PROVIDED PASSAGE.

In a similar vein, it is difficult to see how IRT can achieve these objectives either. Contrary to Michell’s (2014) supposition, I do not regard IRT and representational theory as competing models. There are more similarities than differences in the underlying rationales for IRT and representational measurement theory. Specifically, both are quasi-empirical theories that have no direct foundation in substantive psychological theory or law (Humphry, 2013b).
Regarding representational theory, Michell (2014) claimed that it “might more aptly be called measurability theory, for it tells what it is for attributes to be measurable” (p. 115). Whether called measurability or measurement theory, it is expressly prescriptive and invokes a quasi-empirical structure, as characterized by Sherry (2011): [A] representational theorem establishes at most the existence of a function from a quasi-empirical relational system to a numerical relational system. Here a quasi-empirical system is a set-theoretic counterpart of a domain of empirical investigation, constructed by substituting exact mathematical domains and concepts for inexact empirical ones. (p. 520)
Here lies the similarity between representation theory and IRT. IRT models invoke a quasi-empirical unit. Proponents of Rasch models, in particular, consider it a prescriptive requirement that data fit the model in order to successfully measure an attribute. Thus, for example, Sijtsma and Emons (2013) rightly say that “IRT models are prescriptive with respect to measurement but not necessarily descriptive” (p. 787). Analogously, the representational measurement theory invokes axioms and specifies quasi-empirical relations, defined in relation to a formal set-theoretical framework. Proponents of the theory consider it a condition that such relations exist in order to infer that an attribute is measured (and measurable). Thus, both bodies of theory attempt to express requirements for successful measurement in purely formal terms; and in both cases it is claimed that to demonstrate successful measurement, researchers must show that empirical data agree with the formally expressed conditions or requirements.
Kyburg (1996) similarly suggested the empirical relational structures of representational measurement theory are overly idealized. Kyburg had also earlier observed that the applicability of representational theory rests entirely on whether the axioms actually apply in nature, stating: It is all very well to say that if a certain set of the attributes of objects and a certain operation on them obey certain axioms, then those attributes can be represented by a function of a certain sort from those objects to the real numbers. But we also want to know that the axioms are satisfied; we must at least face the classical problem of inductive or scientific inference. (1984, p. 3)
This problem does not arise in physical sciences because there exists a coherent body of substantive theory in quantitative form and the soundness of this body of theory can be inferred from a vast array of experimental tests confirming it. The very same body of theory provides the foundation for designing measuring instruments and procedures.

PROBLEM REQUIREMENTS. Copy the stretch of the passage on measurement theory from "In a similar" through "law (Humphry, 2013b).", switching "IRT" to "item response theory" wherever it appears.

DATASET ENTRIES.
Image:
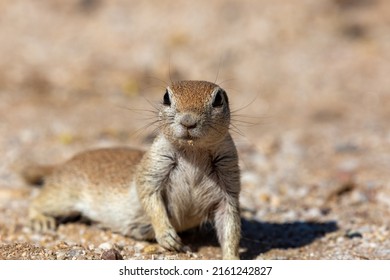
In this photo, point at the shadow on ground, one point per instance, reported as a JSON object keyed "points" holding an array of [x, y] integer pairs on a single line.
{"points": [[260, 237]]}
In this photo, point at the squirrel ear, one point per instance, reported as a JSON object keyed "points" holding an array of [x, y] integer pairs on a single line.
{"points": [[218, 99], [166, 99]]}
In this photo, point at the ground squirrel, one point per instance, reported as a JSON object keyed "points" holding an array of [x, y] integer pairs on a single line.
{"points": [[189, 176]]}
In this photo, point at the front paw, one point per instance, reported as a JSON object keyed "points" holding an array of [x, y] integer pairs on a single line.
{"points": [[169, 240]]}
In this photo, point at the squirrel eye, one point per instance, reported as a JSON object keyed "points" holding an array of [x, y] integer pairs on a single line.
{"points": [[166, 99], [218, 100]]}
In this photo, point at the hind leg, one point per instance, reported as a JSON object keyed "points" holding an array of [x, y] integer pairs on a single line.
{"points": [[49, 204]]}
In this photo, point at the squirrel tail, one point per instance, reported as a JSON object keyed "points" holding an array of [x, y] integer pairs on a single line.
{"points": [[35, 174]]}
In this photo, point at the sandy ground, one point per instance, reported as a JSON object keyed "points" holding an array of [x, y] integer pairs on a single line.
{"points": [[309, 80]]}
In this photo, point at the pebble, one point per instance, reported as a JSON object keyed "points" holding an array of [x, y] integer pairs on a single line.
{"points": [[111, 254], [105, 246]]}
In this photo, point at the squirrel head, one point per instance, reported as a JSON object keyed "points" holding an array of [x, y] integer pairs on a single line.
{"points": [[195, 113]]}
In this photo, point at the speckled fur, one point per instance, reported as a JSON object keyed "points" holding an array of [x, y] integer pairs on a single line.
{"points": [[189, 175]]}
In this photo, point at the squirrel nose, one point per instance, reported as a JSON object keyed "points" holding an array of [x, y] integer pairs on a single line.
{"points": [[188, 121]]}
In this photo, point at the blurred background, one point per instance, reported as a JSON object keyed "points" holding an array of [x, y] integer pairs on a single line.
{"points": [[309, 80]]}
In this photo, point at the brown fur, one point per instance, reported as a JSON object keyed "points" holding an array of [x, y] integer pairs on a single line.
{"points": [[189, 175]]}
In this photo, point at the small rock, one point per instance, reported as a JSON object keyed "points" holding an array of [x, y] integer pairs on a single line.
{"points": [[353, 234], [105, 246], [111, 254], [150, 249]]}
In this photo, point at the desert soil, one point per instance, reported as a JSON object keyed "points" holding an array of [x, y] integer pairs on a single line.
{"points": [[309, 81]]}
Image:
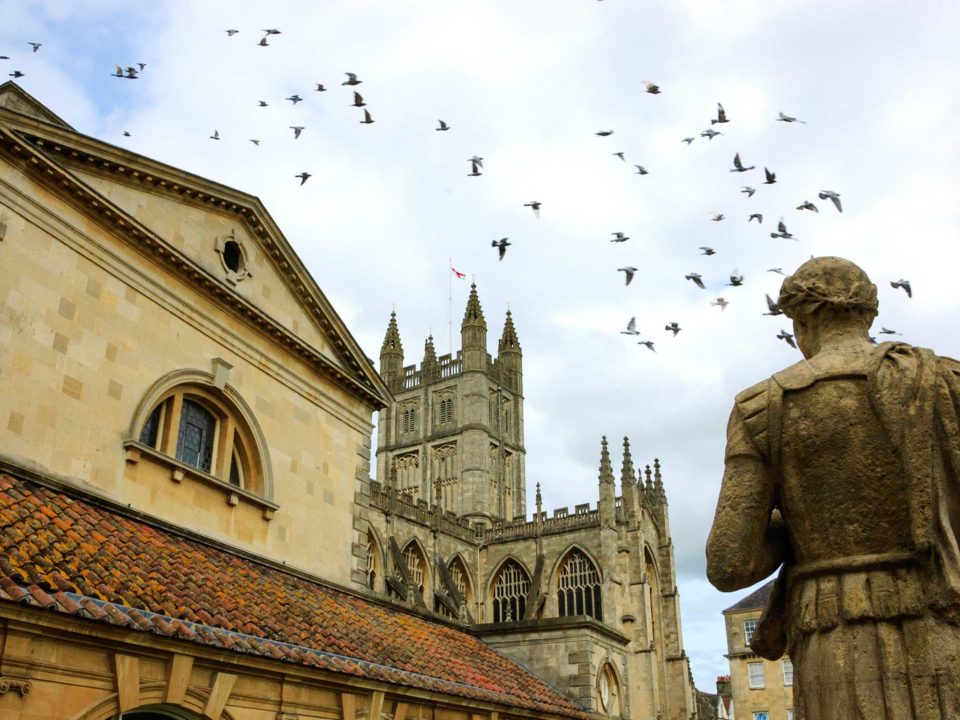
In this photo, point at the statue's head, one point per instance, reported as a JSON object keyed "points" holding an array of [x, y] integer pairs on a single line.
{"points": [[828, 292]]}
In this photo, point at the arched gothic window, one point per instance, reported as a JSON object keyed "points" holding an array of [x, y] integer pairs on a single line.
{"points": [[578, 587], [510, 593]]}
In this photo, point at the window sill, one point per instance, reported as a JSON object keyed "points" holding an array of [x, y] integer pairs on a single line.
{"points": [[179, 470]]}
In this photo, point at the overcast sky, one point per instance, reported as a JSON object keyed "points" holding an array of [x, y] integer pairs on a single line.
{"points": [[526, 85]]}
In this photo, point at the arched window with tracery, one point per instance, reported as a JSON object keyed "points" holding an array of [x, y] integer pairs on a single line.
{"points": [[578, 587], [510, 593]]}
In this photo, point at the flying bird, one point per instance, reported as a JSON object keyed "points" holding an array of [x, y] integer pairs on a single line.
{"points": [[903, 285], [832, 196], [628, 271], [788, 118], [772, 307], [721, 115], [787, 338], [738, 166], [782, 231], [697, 280]]}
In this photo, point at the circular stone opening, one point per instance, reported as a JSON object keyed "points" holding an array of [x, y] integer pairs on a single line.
{"points": [[232, 256]]}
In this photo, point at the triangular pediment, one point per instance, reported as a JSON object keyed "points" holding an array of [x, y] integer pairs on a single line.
{"points": [[186, 221], [15, 98]]}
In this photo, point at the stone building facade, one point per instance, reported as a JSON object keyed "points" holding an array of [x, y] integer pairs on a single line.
{"points": [[760, 689], [586, 598]]}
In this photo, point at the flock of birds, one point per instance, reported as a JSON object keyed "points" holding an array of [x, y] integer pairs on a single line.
{"points": [[736, 279]]}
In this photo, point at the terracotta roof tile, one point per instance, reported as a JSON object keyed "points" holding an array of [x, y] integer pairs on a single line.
{"points": [[112, 568]]}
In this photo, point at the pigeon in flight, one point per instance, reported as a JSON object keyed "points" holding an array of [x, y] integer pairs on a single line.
{"points": [[721, 115], [782, 231], [832, 196], [628, 271], [772, 307], [788, 118], [631, 327], [697, 280], [787, 338], [738, 166], [903, 285]]}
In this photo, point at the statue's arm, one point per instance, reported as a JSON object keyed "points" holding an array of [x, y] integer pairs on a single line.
{"points": [[748, 539]]}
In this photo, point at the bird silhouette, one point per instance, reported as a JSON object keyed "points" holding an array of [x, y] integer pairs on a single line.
{"points": [[832, 196], [738, 166]]}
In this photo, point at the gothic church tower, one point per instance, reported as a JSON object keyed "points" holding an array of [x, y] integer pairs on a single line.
{"points": [[453, 437]]}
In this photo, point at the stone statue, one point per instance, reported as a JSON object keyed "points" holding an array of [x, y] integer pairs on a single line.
{"points": [[844, 469]]}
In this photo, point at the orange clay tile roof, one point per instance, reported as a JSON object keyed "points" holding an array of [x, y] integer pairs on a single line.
{"points": [[73, 556]]}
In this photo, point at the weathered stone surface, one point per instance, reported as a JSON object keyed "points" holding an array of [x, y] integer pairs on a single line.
{"points": [[843, 469]]}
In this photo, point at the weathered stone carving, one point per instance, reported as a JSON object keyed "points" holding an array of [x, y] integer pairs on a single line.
{"points": [[845, 469]]}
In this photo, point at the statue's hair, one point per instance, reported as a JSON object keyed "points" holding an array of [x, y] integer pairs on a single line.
{"points": [[828, 283]]}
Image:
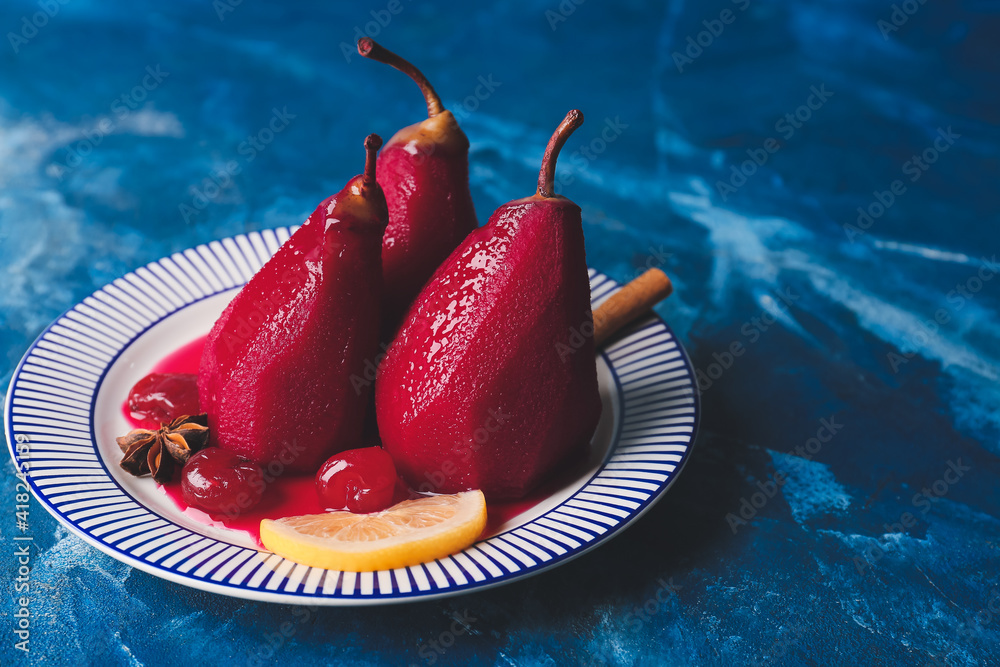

ANSWER.
In a similar vein, it is difficult to see how item response theory can achieve these objectives either. Contrary to Michell’s (2014) supposition, I do not regard item response theory and representational theory as competing models. There are more similarities than differences in the underlying rationales for item response theory and representational measurement theory. Specifically, both are quasi-empirical theories that have no direct foundation in substantive psychological theory or law (Humphry, 2013b).